» TASK TO COMPLETE
Please repeat the records exactly. The pictures are to be left out.

» RECORDS SUPPLIED
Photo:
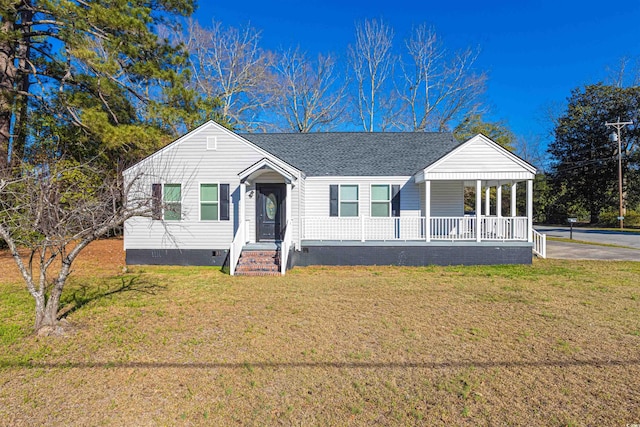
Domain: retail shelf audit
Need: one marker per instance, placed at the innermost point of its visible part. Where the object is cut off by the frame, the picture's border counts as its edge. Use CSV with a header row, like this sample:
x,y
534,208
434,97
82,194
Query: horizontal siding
x,y
317,194
478,156
190,163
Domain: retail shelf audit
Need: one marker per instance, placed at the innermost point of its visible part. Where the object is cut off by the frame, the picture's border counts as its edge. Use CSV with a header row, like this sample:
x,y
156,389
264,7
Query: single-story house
x,y
265,202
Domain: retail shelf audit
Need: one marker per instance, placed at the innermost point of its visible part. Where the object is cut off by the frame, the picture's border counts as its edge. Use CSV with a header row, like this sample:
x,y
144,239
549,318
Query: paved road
x,y
566,250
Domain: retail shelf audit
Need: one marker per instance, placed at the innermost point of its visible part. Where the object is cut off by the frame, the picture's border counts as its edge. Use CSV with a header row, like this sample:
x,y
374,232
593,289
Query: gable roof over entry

» SOLUTION TO THE EXERCISE
Photo:
Domain: retail shelf audit
Need: one marker per instance, placed at the innermost point of its visible part. Where the object is cut off by the frame, the picture's border counts as its edge. Use CSV with a header row, like this sample:
x,y
534,208
434,97
82,194
Query: horizontal siding
x,y
317,194
478,156
190,163
Domain: retail shelf audit
Need: one marker per instance, placed at the innermost point of its visible part. Where the object is cut off by the frame, the picture's border counts as its edge. Use CSV with a header row, like this sample:
x,y
156,389
264,7
Query: single-story house
x,y
265,202
Domain: retail shelf audit
Need: one marker per instance, placed at the innermost point of its visible part. Where the object is cut off by the frame, the picture's border counts as its edge. Use CSV with a header row, like this sample:
x,y
144,239
549,318
Query: paved road
x,y
566,250
Domain: retail shelf audit
Need: one marker per instance, placed at the innermost point of its visible part. Where the object is cut off by the frame, the picture's border counts as its edge. Use CSV with a header row, like this sample:
x,y
374,232
593,289
Query: gable roof over entry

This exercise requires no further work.